● HOW TO COMPLETE THIS TASK
According to the text on US healthcare, how many individuals signed up for Medicare and Medicaid in their first year?

● TEXT
►

Skimming through the literature on contemporary healthcare, whether domestic or global, the rhetoric that the authors use reveals quite a bit about their intentions and beliefs on healthcare. For example, a 2003 discussion paper published by the WHO stated one of the main priorities when designing a healthcare system is to, “consider fairness in financial contribution” implying that healthcare is a normal good. On the opposing side, physician-anthropologist Dr. Salmaan Keshavjee of Harvard University stated that when we solely consider market ideals in healthcare, “non-market values worth caring about are crowded out.” These two views are telling of our own healthcare system, its history, and where the debate is going.
Within the context of the US, Medicare and Medicaid have been the primary provisioners of healthcare since their inception in 1965. Within their first year, they saw 19 million individuals sign up, covered by a budget of $10 billion. It was not long later in 1972 that former president Richard Nixon expanded coverage to include individuals under the age of 65, focusing on those with long-term disabilities and chronic conditions. Certain facts are clear here. First, Medicaid and Medicare expanded coverage for millions of individuals. Second, in doing so, the burden on tax payers increased to cover the additional costs for paying for a potentially lower-income risk pool. Though they increased healthcare coverage, not all were happy about this new, government-led approach to healthcare. The major stakeholders, particularly the American Medical Association, waged a fierce war on ‘socialized medicine’ that was perpetuated by Medicare and Medicaid.

◄

● DATA RECORDS
►

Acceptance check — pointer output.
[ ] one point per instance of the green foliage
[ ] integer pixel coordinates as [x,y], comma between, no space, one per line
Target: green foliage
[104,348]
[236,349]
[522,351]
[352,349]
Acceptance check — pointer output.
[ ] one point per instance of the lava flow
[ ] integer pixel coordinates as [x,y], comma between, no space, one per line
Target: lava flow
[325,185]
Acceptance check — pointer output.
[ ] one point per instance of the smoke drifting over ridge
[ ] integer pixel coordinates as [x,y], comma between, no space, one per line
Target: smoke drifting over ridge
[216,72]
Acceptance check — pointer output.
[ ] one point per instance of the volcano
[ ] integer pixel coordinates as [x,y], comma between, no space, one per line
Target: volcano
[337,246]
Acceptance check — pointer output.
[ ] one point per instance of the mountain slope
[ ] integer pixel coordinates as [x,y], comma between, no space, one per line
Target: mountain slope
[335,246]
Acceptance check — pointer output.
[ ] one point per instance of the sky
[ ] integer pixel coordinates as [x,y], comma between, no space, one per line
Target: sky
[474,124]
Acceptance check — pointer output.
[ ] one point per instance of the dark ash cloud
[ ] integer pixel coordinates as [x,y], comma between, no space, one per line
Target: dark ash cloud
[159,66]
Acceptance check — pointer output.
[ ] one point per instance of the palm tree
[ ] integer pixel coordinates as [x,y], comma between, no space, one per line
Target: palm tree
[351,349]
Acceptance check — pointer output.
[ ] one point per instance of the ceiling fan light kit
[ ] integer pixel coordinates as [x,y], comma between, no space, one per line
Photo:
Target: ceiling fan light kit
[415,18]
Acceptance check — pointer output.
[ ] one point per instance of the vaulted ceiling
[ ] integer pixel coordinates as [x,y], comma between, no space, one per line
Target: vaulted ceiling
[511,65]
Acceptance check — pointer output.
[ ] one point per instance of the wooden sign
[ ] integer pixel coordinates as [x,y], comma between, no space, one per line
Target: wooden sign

◄

● SOLUTION TO THE PROBLEM
19 million individuals signed up in the first year.